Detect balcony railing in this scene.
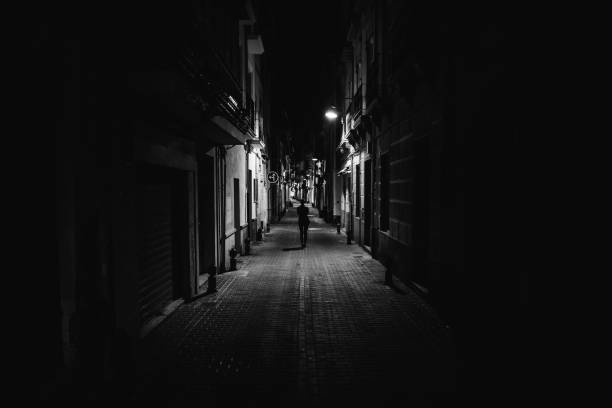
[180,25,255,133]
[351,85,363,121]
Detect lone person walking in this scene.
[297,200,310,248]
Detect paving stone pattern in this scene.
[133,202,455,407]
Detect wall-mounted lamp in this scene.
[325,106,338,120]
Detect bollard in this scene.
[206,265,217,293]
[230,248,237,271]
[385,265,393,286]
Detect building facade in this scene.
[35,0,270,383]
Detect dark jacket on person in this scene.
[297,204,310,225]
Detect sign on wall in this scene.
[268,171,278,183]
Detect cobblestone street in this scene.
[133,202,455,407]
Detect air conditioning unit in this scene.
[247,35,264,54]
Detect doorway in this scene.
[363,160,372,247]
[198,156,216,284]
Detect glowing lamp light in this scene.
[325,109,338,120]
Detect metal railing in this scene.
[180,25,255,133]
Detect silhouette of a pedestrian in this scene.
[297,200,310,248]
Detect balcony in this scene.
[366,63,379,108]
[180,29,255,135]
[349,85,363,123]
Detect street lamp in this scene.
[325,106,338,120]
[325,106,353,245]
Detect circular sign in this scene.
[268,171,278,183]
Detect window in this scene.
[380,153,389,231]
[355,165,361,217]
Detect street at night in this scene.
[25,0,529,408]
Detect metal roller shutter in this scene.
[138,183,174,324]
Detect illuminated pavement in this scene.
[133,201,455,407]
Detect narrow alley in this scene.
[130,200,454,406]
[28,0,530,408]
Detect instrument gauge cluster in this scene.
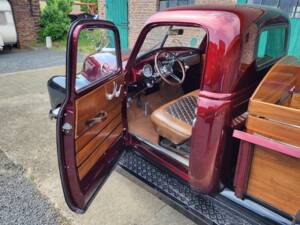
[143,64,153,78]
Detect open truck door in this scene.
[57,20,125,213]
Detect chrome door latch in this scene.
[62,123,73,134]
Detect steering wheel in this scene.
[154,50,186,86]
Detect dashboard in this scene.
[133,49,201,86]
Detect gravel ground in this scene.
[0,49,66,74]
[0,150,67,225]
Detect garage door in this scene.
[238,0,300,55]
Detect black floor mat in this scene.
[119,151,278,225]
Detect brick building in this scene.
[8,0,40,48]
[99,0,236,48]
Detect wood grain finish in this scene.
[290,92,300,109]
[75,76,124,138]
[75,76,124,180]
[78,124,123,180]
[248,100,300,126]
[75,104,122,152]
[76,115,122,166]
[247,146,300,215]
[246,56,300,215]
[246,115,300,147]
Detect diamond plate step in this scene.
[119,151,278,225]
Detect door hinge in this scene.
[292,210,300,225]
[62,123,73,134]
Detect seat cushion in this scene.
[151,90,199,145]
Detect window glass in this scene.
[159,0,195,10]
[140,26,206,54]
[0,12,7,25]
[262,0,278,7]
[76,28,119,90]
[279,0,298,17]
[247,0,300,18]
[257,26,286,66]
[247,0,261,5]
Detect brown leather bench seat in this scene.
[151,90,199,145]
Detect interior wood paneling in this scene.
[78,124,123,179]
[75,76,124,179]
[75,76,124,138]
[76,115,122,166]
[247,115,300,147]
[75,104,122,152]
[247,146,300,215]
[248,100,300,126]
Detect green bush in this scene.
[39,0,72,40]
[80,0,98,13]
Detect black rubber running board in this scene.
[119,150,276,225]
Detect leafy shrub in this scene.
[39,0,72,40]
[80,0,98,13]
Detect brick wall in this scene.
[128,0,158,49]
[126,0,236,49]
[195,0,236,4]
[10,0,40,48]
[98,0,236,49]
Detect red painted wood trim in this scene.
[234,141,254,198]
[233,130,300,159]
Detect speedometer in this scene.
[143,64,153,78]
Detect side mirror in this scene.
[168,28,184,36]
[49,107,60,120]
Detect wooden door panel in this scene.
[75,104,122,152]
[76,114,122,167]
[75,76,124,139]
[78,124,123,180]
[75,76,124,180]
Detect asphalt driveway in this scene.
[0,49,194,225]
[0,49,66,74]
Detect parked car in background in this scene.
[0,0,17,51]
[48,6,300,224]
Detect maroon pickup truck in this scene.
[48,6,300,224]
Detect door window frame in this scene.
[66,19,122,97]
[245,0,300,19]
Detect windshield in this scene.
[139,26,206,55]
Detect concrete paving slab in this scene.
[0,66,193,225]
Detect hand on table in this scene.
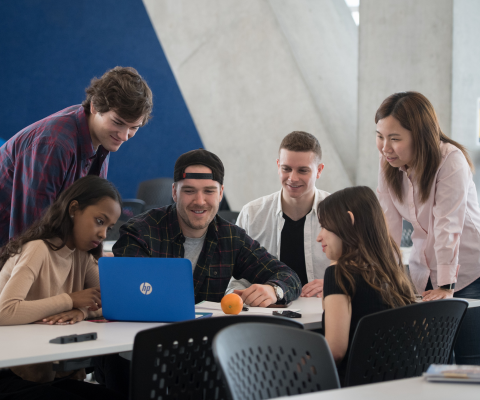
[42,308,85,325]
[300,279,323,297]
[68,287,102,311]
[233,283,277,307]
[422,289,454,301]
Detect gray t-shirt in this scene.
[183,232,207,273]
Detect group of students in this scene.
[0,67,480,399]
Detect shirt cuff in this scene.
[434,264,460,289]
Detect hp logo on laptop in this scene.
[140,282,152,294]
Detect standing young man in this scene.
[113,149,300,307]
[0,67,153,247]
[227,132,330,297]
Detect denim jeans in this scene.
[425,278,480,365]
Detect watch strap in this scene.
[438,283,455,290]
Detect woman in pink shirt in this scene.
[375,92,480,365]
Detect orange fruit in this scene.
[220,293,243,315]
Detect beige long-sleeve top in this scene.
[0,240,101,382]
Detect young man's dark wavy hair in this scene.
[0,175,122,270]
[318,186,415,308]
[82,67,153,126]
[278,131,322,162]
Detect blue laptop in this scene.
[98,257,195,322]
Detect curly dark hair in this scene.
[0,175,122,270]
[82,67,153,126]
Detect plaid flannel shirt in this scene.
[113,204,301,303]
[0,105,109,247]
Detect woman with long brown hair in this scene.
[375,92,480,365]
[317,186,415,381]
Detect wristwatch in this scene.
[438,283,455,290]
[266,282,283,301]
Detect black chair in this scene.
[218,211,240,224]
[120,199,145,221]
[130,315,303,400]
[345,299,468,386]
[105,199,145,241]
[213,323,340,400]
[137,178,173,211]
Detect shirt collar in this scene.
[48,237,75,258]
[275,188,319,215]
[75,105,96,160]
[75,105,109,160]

::::::

**WRITTEN INSTRUCTION**
Please write out all the records above again, swapping "in this scene" for "in this image" and changing nothing else, and leave out the pictures.

**COMPLETED TASK**
Detect balcony railing in this image.
[180,25,255,133]
[351,85,363,121]
Detect lone person walking in this image.
[297,200,310,248]
Detect paving stone pattern in this image.
[133,202,455,407]
Detect wall-mounted lamp in this image.
[325,106,338,120]
Detect bollard in this image.
[206,265,217,293]
[230,248,237,271]
[385,265,393,286]
Detect building facade in this image.
[35,0,270,383]
Detect dark jacket on person in this image.
[297,204,310,225]
Detect sign on wall in this image.
[268,171,278,183]
Detect cobblestone street in this image.
[133,202,455,407]
Detect air conditioning unit in this image.
[247,35,264,54]
Detect doorway in this image.
[363,160,372,247]
[198,156,216,284]
Detect glowing lamp light in this image.
[325,109,338,120]
Detect metal railing in this image.
[180,25,255,133]
Detect silhouette of a pedestrian in this image.
[297,200,310,248]
Detect balcony in this image.
[366,63,379,108]
[180,29,255,135]
[349,85,363,123]
Detect street lamp in this image.
[325,106,338,120]
[325,106,353,245]
Detect circular sign in this image.
[268,171,278,183]
Detect window in this image.
[380,153,389,231]
[355,165,361,217]
Detect street at night in this image.
[25,0,529,408]
Detect metal roller shutter in this image.
[138,183,174,324]
Detect illuminated pavement in this image.
[133,201,455,407]
Detect narrow alley in this image.
[130,200,454,406]
[28,0,530,408]
Detect instrument gauge cluster in this image.
[143,64,153,78]
Detect open truck door in this image.
[57,20,125,213]
Detect chrome door latch in this image.
[62,123,73,134]
Detect steering wheel in this image.
[154,50,186,86]
Detect dashboard in this image.
[133,49,201,86]
Detect gravel ground in this image.
[0,49,66,74]
[0,150,67,225]
Detect garage door in this image.
[238,0,300,55]
Detect black floor mat in this image.
[119,151,278,225]
Detect brick building in this image.
[8,0,40,48]
[99,0,236,48]
Detect wood grain finish in this image.
[290,92,300,109]
[75,76,124,138]
[75,76,124,180]
[78,124,123,180]
[248,100,300,126]
[75,104,122,152]
[76,115,122,166]
[247,146,300,215]
[246,56,300,215]
[246,115,300,147]
Detect diamond plate step in this image.
[119,151,278,225]
Detect door hinge in this image.
[292,210,300,225]
[62,123,73,134]
Detect seat cushion in this image.
[151,90,199,145]
Detect window glass in this image.
[159,0,195,10]
[140,26,206,54]
[0,12,7,25]
[262,0,278,7]
[76,28,119,90]
[279,0,298,17]
[247,0,300,18]
[257,26,286,66]
[247,0,261,5]
Detect brown leather bench seat in this image.
[151,90,199,145]
Detect interior wood paneling in this image.
[78,124,123,179]
[75,76,124,179]
[75,76,124,138]
[76,115,122,166]
[247,115,300,147]
[75,104,122,152]
[247,146,300,215]
[248,100,300,126]
Detect green bush in this image.
[39,0,72,40]
[80,0,98,13]
Detect black rubber running board in this image.
[119,150,276,225]
Detect leafy shrub in this image.
[39,0,72,40]
[80,0,98,13]
Detect brick wall in this image.
[128,0,158,49]
[126,0,236,49]
[195,0,236,4]
[10,0,40,48]
[98,0,236,49]
Detect red painted wood trim in this image.
[234,141,254,198]
[233,130,300,159]
Detect speedometer in this image.
[143,64,153,78]
Detect side mirror in this image.
[168,28,184,36]
[49,107,60,120]
Detect wooden door panel in this image.
[75,104,122,152]
[76,114,122,167]
[75,76,124,139]
[78,124,123,180]
[75,76,124,180]
Detect asphalt driveway in this image.
[0,49,194,225]
[0,49,66,74]
Detect parked car in background in this image.
[0,0,17,51]
[48,6,300,224]
Detect maroon pickup truck in this image.
[48,6,300,224]
Detect door window frame in this image.
[66,19,122,97]
[245,0,300,19]
Detect windshield in this image.
[139,26,206,55]
Detect concrete paving slab in this image.
[0,66,193,225]
Detect hand on table in this image.
[42,308,85,325]
[300,279,323,297]
[68,287,102,311]
[233,283,277,307]
[422,289,454,301]
Detect gray t-shirt in this image.
[183,232,207,273]
Detect group of students in this image.
[0,67,480,399]
Detect shirt cuff in this image.
[434,264,460,289]
Detect hp logo on laptop in this image.
[140,282,152,294]
Detect standing young man in this image.
[113,149,300,307]
[0,67,153,247]
[227,132,330,297]
Detect denim jeans in this image.
[425,278,480,365]
Detect watch strap in this image.
[438,283,455,290]
Detect woman in pink shirt in this image.
[375,92,480,365]
Detect orange fruit in this image.
[220,293,243,315]
Detect beige long-sleeve top in this image.
[0,240,101,382]
Detect young man's dark wavy hair in this image.
[0,175,122,270]
[318,186,415,308]
[82,67,153,126]
[278,131,322,162]
Detect blue laptop in this image.
[98,257,195,322]
Detect curly dark hair in this image.
[0,175,122,270]
[82,67,153,126]
Detect plaid flannel shirt in this image.
[113,204,301,303]
[0,105,109,247]
Detect woman with long brown hair in this image.
[375,92,480,365]
[317,186,415,381]
Detect wristwatch in this image.
[438,283,455,290]
[266,282,283,301]
Detect black chair in this image.
[218,211,240,224]
[120,199,145,221]
[130,315,303,400]
[345,299,468,386]
[105,199,145,241]
[213,323,340,400]
[137,178,173,211]
Detect shirt collar in this image.
[48,237,75,258]
[275,188,319,215]
[75,105,96,160]
[75,105,109,160]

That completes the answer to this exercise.